→ Work instruction
All of the entries are to be repeated exactly, with no pictures included.

(Natural language region descriptions)
_ _ _ _ _

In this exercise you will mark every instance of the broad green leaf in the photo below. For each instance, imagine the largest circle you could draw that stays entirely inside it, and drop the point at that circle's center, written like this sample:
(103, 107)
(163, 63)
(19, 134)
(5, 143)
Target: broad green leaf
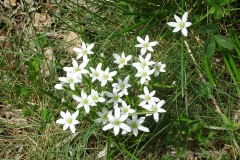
(209, 47)
(217, 12)
(209, 28)
(223, 41)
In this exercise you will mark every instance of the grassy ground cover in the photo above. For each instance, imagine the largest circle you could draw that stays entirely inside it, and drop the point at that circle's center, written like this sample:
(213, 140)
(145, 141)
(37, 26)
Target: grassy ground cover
(201, 85)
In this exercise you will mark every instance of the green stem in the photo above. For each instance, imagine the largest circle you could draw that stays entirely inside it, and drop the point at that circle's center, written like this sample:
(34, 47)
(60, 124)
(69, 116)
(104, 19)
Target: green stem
(234, 67)
(182, 65)
(231, 72)
(208, 70)
(108, 145)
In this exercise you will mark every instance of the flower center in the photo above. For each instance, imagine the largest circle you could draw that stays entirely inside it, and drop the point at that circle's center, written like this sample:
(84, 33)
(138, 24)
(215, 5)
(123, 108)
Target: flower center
(116, 122)
(145, 45)
(69, 121)
(122, 61)
(144, 74)
(105, 76)
(181, 24)
(134, 125)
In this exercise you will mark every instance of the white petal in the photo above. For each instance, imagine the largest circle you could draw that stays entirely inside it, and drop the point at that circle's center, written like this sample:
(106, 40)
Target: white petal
(176, 29)
(161, 103)
(108, 126)
(77, 50)
(60, 121)
(187, 24)
(146, 92)
(125, 127)
(72, 127)
(172, 24)
(135, 132)
(87, 108)
(74, 115)
(90, 46)
(184, 31)
(156, 117)
(116, 130)
(177, 19)
(58, 86)
(72, 86)
(65, 126)
(63, 79)
(140, 40)
(147, 39)
(74, 63)
(153, 43)
(143, 51)
(77, 98)
(184, 18)
(142, 128)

_ _ _ _ _

→ Task output
In this exercise you will mark every instance of the broad green leaf in the photo below. For each instance, imagine the largest circle you could draw that stays entirely inside it, and drop the point at that circle's center, written like this sample:
(103, 107)
(163, 63)
(19, 134)
(5, 143)
Target: broad green leaf
(209, 47)
(217, 12)
(209, 28)
(223, 41)
In this exercise you will mark every instance of the grassy ground cover in the photo above. For each instance, imagine the largest circle you could draw that stays entirely inside it, and drop the point at that circle's center, written like this sample:
(213, 140)
(145, 141)
(37, 26)
Target: grassy ground cover
(201, 85)
In this exercise you will mark every instance of the green stem in the photo above. For each instance, imagine the largest circle you could draw that stays entirely inside it, and drop the point at that circle's center, written like this sample:
(34, 47)
(60, 124)
(69, 116)
(104, 19)
Target: green stem
(234, 67)
(182, 65)
(231, 72)
(208, 70)
(108, 145)
In this exercise you will mark every instance of the flower center in the photo above. For each instance, imagine the largest circle you could draw that stays entirely inside it, and drop the point at that circle's center, written like this sample:
(84, 33)
(138, 24)
(215, 5)
(123, 108)
Target: flower center
(116, 122)
(145, 45)
(69, 121)
(122, 61)
(144, 74)
(105, 76)
(181, 24)
(134, 125)
In this exercise you will mark every instance of the white petal in the photo above. For each instance, imagine the largest circle you could draw that stays entirely inside it, and drop the point at that circle's center, written like this sample:
(106, 40)
Target: white petal
(176, 29)
(161, 103)
(108, 126)
(77, 50)
(60, 121)
(187, 24)
(146, 92)
(125, 127)
(72, 127)
(172, 24)
(135, 132)
(87, 108)
(74, 115)
(90, 46)
(184, 31)
(156, 117)
(116, 130)
(177, 19)
(58, 86)
(72, 86)
(65, 126)
(63, 79)
(140, 40)
(147, 39)
(74, 63)
(153, 43)
(143, 51)
(77, 98)
(184, 18)
(142, 128)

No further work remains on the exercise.